> **STATED TASK 1**:
List every percentage figure that appears in the mailing-list message below.

On Thu, Jun 22, 2023 at 03:55:52AM +0100, Matthew Wilcox wrote:
> On Thu, Jun 22, 2023 at 11:55:23AM +1000, Dave Chinner wrote:
> > Ok, so having spent a bit more thought on this away from the office
> > this morning, I think there is a generic way we can avoid deferring
> > completions for pure overwrites.
> 
> OK, this is how we can, but should we?  The same amount of work
> needs to be done, no matter whether we do it in interrupt context or
> workqueue context.  Doing it in interrupt context has lower latency,
> but maybe allows us to batch up the work and so get better bandwidth.
> And we can't handle other interrupts while we're handling this one,
> so from a whole-system perspective, I think we'd rather do the work in
> the workqueue.

Yup, I agree with you there, but I can also be easily convinced that
optimising the pure in-place DIO overwrite path is worth the effort.

> Latency is important for reads, but why is it important for writes?
> There's such a thing as a dependent read, but writes are usually buffered
> and we can wait as long as we like for a write to complete.

The OP cares about async direct IO performance, not buffered writes.
And for DIO writes, there is most definitely such a thing as
"dependent writes".

Think about journalled data - you can't overwrite data in place
until the data write to the journal has first completed all the way
down to stable storage.  i.e. there's an inherent IO
completion-to-submission write ordering constraint in the algorithm,
and so we have dependent writes.

And that's the whole point of the DIO write FUA optimisations in
iomap; they avoid the dependent "write" that provides data integrity
i.e.  the journal flush and/or device cache flush that
generic_write_sync() issues in IO completion is a dependent write
because it cannot start until all the data being written has reached
the device entirely.

Using completion-to-submission ordering of the integrity operations
means we don't need to block other IOs to the same file, other
journal operations in the filesystem or other data IO to provide
that data integrity requirement for the specific O_DSYNC DIO write
IO. If we can use an FUA write for this instead of a separate cache
flush, then we end up providing O_DSYNC writes with about 40% lower
completion latency than a "write + cache flush" sequential IO pair.

This means that things like high performance databases improve
throughput by 25-50% and operational latency goes down by ~30-40% if
we can make extensive use of FUA writes to provide the desired data
integrity guarantees.

>From that perspective, an application doing pure overwrites with
ordering depedencies might actually be very dependent on minimising
individual DIO write latency for overall performance...

Cheers,

Dave.
-- 
Dave Chinner
david@fromorbit.com

> **STATED TASK 2**:
Tally the lines of the listing that contain the string "construction", with case counting, and give only the number.

(Point annotation dataset records)
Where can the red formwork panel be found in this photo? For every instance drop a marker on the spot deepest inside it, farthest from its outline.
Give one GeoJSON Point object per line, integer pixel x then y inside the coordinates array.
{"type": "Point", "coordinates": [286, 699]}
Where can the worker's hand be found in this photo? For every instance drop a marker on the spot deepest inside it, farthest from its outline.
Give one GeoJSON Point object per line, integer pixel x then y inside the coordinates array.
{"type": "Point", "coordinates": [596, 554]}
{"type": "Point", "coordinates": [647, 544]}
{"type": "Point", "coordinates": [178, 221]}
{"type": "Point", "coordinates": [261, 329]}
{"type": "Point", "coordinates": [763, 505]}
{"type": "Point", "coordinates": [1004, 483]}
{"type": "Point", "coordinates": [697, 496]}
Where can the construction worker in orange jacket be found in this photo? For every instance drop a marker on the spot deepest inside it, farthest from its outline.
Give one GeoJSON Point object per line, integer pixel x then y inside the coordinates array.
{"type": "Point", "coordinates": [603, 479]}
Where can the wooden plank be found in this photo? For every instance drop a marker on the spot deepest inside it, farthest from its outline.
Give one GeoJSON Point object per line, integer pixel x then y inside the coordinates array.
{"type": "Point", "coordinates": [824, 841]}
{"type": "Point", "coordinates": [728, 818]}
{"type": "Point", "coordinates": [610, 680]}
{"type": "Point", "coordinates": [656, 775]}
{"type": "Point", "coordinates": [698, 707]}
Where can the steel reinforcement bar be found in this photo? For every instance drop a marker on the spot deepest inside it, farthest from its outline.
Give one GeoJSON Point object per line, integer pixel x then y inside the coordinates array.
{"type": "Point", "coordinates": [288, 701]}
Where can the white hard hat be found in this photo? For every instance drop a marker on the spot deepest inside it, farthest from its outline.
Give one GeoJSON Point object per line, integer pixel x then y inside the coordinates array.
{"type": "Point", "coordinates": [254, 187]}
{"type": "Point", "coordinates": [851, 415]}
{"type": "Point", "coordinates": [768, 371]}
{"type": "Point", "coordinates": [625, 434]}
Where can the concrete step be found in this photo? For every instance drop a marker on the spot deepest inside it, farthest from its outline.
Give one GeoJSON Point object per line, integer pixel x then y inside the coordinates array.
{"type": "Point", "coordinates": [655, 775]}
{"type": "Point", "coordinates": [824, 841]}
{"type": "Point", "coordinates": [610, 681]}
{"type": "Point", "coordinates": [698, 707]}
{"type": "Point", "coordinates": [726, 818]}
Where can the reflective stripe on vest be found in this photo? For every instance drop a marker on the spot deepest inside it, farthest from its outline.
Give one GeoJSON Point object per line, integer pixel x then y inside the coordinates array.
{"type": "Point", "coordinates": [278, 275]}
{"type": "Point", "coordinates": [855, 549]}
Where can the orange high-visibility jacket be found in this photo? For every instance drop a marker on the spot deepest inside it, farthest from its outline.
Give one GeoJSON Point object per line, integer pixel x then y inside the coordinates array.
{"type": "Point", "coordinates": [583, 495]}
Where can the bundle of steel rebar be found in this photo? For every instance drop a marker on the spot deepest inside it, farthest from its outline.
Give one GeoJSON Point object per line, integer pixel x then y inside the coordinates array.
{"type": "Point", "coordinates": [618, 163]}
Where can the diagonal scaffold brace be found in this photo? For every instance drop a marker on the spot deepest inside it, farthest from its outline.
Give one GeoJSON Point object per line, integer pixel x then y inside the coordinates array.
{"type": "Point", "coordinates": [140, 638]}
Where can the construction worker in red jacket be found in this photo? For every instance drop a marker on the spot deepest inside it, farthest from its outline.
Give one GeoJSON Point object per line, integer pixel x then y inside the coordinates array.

> **WORKED SOLUTION 1**:
40%
25-50%
~30-40%

> **WORKED SOLUTION 2**:
2